::: Recorded information :::

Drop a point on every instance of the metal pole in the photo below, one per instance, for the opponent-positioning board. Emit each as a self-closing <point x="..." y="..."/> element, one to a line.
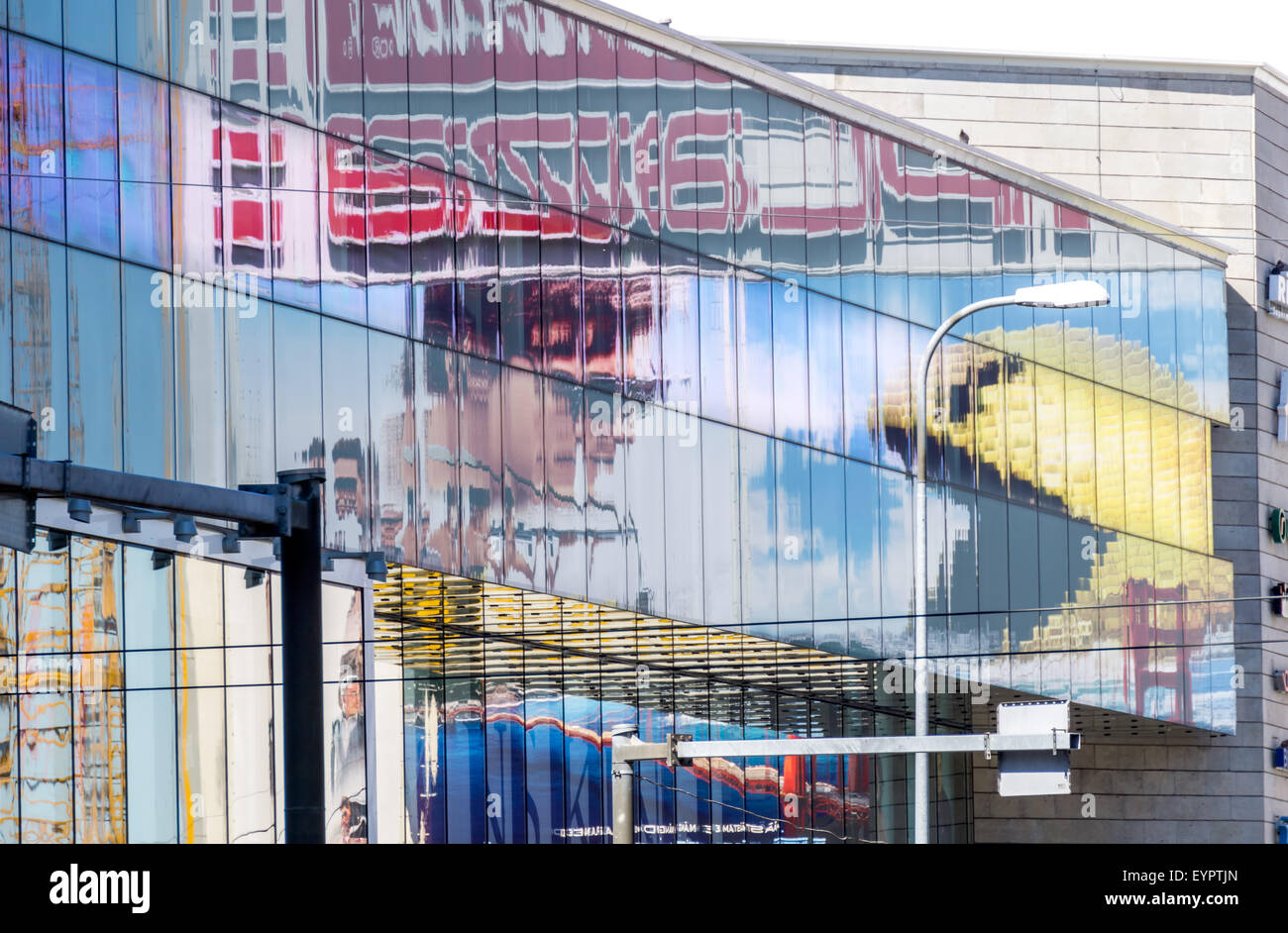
<point x="919" y="578"/>
<point x="303" y="752"/>
<point x="623" y="787"/>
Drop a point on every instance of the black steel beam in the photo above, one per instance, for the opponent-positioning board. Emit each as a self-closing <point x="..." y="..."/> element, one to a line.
<point x="54" y="477"/>
<point x="301" y="665"/>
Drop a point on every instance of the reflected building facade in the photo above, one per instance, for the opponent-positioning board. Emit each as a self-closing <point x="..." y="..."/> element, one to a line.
<point x="608" y="351"/>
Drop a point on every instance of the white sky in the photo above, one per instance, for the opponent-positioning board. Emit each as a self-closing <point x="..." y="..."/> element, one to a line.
<point x="1241" y="31"/>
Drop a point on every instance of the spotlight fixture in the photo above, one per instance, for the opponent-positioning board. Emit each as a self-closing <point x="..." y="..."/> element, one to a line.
<point x="184" y="528"/>
<point x="78" y="510"/>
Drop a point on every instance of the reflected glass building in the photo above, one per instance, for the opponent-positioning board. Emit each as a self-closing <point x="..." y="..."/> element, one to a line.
<point x="608" y="351"/>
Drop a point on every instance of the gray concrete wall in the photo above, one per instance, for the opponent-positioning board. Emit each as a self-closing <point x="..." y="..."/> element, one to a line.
<point x="1210" y="152"/>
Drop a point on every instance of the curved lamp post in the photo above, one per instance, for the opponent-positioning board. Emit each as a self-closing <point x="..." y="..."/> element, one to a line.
<point x="1076" y="293"/>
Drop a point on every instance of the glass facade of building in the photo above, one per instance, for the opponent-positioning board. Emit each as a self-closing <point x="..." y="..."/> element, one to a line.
<point x="565" y="314"/>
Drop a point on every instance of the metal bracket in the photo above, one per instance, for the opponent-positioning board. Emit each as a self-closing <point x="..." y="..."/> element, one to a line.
<point x="673" y="755"/>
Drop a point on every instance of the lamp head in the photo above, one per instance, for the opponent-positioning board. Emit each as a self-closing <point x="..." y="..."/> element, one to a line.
<point x="1074" y="293"/>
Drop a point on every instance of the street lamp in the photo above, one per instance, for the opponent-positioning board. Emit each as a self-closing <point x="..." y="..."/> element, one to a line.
<point x="1076" y="293"/>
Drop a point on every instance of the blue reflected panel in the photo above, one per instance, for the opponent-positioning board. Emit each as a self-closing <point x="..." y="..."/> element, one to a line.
<point x="294" y="213"/>
<point x="37" y="137"/>
<point x="605" y="499"/>
<point x="897" y="542"/>
<point x="1044" y="244"/>
<point x="201" y="408"/>
<point x="583" y="760"/>
<point x="1132" y="300"/>
<point x="643" y="430"/>
<point x="482" y="532"/>
<point x="1220" y="641"/>
<point x="343" y="226"/>
<point x="791" y="376"/>
<point x="890" y="235"/>
<point x="149" y="363"/>
<point x="825" y="383"/>
<point x="194" y="46"/>
<point x="922" y="209"/>
<point x="893" y="392"/>
<point x="684" y="499"/>
<point x="855" y="187"/>
<point x="863" y="558"/>
<point x="141" y="35"/>
<point x="523" y="446"/>
<point x="859" y="382"/>
<point x="557" y="108"/>
<point x="1020" y="429"/>
<point x="1076" y="264"/>
<point x="962" y="579"/>
<point x="94" y="360"/>
<point x="1051" y="438"/>
<point x="642" y="318"/>
<point x="467" y="758"/>
<point x="346" y="434"/>
<point x="544" y="745"/>
<point x="433" y="257"/>
<point x="717" y="341"/>
<point x="506" y="809"/>
<point x="954" y="286"/>
<point x="1193" y="657"/>
<point x="38" y="18"/>
<point x="596" y="123"/>
<point x="713" y="170"/>
<point x="393" y="446"/>
<point x="566" y="489"/>
<point x="297" y="378"/>
<point x="429" y="64"/>
<point x="720" y="538"/>
<point x="1189" y="332"/>
<point x="828" y="549"/>
<point x="787" y="189"/>
<point x="563" y="338"/>
<point x="1057" y="627"/>
<point x="1162" y="321"/>
<point x="145" y="168"/>
<point x="384" y="78"/>
<point x="1107" y="319"/>
<point x="639" y="157"/>
<point x="518" y="157"/>
<point x="822" y="219"/>
<point x="387" y="244"/>
<point x="957" y="415"/>
<point x="340" y="52"/>
<point x="751" y="223"/>
<point x="246" y="229"/>
<point x="682" y="387"/>
<point x="292" y="64"/>
<point x="478" y="288"/>
<point x="437" y="437"/>
<point x="991" y="205"/>
<point x="755" y="357"/>
<point x="1216" y="362"/>
<point x="601" y="304"/>
<point x="475" y="38"/>
<point x="249" y="366"/>
<point x="678" y="108"/>
<point x="991" y="454"/>
<point x="758" y="519"/>
<point x="91" y="157"/>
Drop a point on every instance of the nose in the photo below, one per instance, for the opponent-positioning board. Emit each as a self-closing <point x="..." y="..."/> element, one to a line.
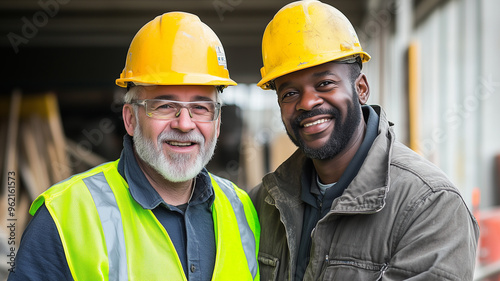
<point x="308" y="99"/>
<point x="183" y="121"/>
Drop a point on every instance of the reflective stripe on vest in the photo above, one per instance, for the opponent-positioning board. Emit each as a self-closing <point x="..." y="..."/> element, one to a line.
<point x="247" y="237"/>
<point x="130" y="240"/>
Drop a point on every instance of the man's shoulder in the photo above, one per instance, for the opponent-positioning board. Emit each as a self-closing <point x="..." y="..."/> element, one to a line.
<point x="410" y="165"/>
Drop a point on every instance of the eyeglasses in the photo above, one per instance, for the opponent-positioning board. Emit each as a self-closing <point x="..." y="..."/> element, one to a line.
<point x="201" y="111"/>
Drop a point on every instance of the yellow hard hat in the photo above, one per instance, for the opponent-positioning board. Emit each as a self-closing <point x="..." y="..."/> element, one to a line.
<point x="175" y="49"/>
<point x="304" y="34"/>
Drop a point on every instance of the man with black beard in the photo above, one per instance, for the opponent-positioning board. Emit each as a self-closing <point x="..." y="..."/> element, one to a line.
<point x="351" y="203"/>
<point x="156" y="213"/>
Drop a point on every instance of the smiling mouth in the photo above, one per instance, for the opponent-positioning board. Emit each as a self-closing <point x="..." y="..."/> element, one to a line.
<point x="183" y="144"/>
<point x="316" y="122"/>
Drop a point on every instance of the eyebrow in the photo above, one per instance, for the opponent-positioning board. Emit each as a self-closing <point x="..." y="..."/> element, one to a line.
<point x="173" y="97"/>
<point x="316" y="75"/>
<point x="324" y="73"/>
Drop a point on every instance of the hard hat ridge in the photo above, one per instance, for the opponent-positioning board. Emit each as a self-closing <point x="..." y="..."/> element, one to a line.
<point x="304" y="34"/>
<point x="175" y="48"/>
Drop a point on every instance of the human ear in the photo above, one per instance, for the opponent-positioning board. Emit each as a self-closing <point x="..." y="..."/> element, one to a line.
<point x="363" y="88"/>
<point x="129" y="119"/>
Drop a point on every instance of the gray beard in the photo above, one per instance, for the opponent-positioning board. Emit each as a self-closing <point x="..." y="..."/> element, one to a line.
<point x="174" y="167"/>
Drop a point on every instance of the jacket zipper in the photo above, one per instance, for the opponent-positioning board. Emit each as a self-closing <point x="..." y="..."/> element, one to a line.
<point x="382" y="271"/>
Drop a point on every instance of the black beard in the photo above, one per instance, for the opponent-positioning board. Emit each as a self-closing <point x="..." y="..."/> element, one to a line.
<point x="341" y="135"/>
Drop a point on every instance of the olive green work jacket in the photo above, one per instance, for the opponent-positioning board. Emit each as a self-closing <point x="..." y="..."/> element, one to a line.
<point x="400" y="218"/>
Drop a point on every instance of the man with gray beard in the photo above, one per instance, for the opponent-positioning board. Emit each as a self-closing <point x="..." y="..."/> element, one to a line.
<point x="156" y="213"/>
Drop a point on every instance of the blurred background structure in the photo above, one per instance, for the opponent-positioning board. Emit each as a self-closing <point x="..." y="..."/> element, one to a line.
<point x="432" y="69"/>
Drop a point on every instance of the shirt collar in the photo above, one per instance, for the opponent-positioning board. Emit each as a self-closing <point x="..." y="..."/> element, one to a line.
<point x="308" y="178"/>
<point x="143" y="192"/>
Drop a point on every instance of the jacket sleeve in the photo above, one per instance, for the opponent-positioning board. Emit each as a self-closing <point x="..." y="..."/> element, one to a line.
<point x="437" y="240"/>
<point x="41" y="255"/>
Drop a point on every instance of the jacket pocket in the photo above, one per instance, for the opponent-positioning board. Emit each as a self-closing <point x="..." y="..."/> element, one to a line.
<point x="268" y="267"/>
<point x="353" y="270"/>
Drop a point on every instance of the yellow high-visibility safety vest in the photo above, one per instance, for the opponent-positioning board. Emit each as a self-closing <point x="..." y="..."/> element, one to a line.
<point x="107" y="235"/>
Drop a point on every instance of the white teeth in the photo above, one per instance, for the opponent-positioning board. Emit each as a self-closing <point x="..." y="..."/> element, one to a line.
<point x="180" y="143"/>
<point x="316" y="122"/>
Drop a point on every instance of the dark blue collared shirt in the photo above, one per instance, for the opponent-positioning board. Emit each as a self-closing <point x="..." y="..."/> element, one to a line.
<point x="318" y="205"/>
<point x="191" y="229"/>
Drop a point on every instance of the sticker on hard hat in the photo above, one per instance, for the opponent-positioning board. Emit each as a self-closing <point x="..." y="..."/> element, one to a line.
<point x="221" y="57"/>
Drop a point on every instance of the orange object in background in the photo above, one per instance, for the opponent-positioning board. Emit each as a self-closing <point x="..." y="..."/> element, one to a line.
<point x="489" y="240"/>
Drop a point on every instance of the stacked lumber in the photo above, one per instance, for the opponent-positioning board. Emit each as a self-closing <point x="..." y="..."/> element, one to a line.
<point x="33" y="153"/>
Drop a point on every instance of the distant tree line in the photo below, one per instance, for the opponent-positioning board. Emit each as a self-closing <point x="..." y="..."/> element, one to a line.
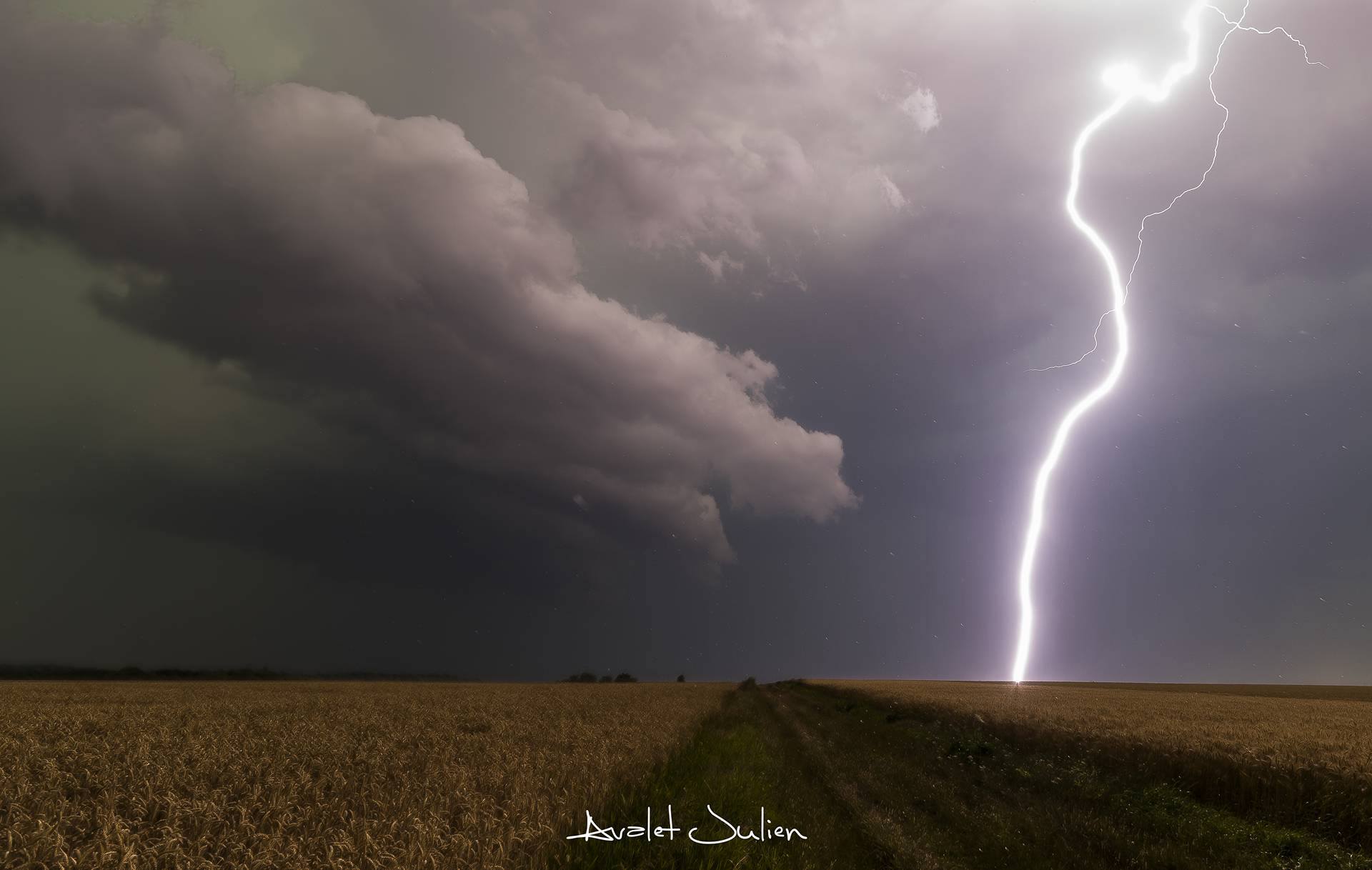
<point x="586" y="677"/>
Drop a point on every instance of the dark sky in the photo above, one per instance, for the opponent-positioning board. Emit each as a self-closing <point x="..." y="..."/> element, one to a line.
<point x="509" y="341"/>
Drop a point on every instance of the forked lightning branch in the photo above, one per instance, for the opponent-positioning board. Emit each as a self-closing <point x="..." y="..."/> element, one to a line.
<point x="1128" y="86"/>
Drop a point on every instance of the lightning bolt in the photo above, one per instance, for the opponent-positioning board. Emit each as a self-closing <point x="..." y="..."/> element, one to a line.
<point x="1128" y="86"/>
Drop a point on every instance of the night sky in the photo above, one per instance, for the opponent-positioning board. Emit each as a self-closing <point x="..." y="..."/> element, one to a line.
<point x="514" y="339"/>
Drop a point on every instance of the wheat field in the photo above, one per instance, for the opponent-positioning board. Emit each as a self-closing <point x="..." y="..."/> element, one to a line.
<point x="289" y="774"/>
<point x="1296" y="755"/>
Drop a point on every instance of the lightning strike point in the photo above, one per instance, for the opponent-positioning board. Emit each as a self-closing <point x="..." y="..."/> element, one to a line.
<point x="1127" y="83"/>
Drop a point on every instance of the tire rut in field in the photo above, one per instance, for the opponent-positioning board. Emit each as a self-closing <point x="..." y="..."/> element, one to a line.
<point x="877" y="822"/>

:::

Starting with the line that contains "Drop a point on every instance of the forked" and going on through the end of the items above, write those lines out again with "wheat field" changed to "barley field" and nothing else altered. Give only those lines.

_Solution for this task_.
Drop a point on every instance of the forked lightning branch in the photo above, one per instance, for the opponent-positioning board. Emit each as a self-closing <point x="..." y="..."/> element, one to a line.
<point x="1128" y="86"/>
Drop a point on every instance of the lightning bolt in the photo above, one per instance, for the opponent-positioning board. Emit each as a self-closing <point x="..." y="..."/> element, one to a line.
<point x="1128" y="86"/>
Drop a point on every instance of the night sky in the photo above, one per instance, for the opponent-positioning board. Emit each as a self-closing <point x="..." y="..."/> element, one to a line.
<point x="514" y="339"/>
Drop a point on every instance of the barley field in the photo above, one per instance, for the opponent-positioning board. Emit each as a self-closing <point x="..." y="..."/> element, one to a line.
<point x="289" y="774"/>
<point x="1296" y="755"/>
Drop a point on every instance of the lightning strike point in the photo above, one per instance, for the opponent-positioning board. Emit each as a self-closing <point x="..." y="..."/> element, one to a line.
<point x="1127" y="83"/>
Drop a point on every instance of the tire rut in field in the photo above, one per instance, for the opponent-positioning board. Emit each as a self-closing <point x="..." y="..."/> element, one to a line.
<point x="877" y="822"/>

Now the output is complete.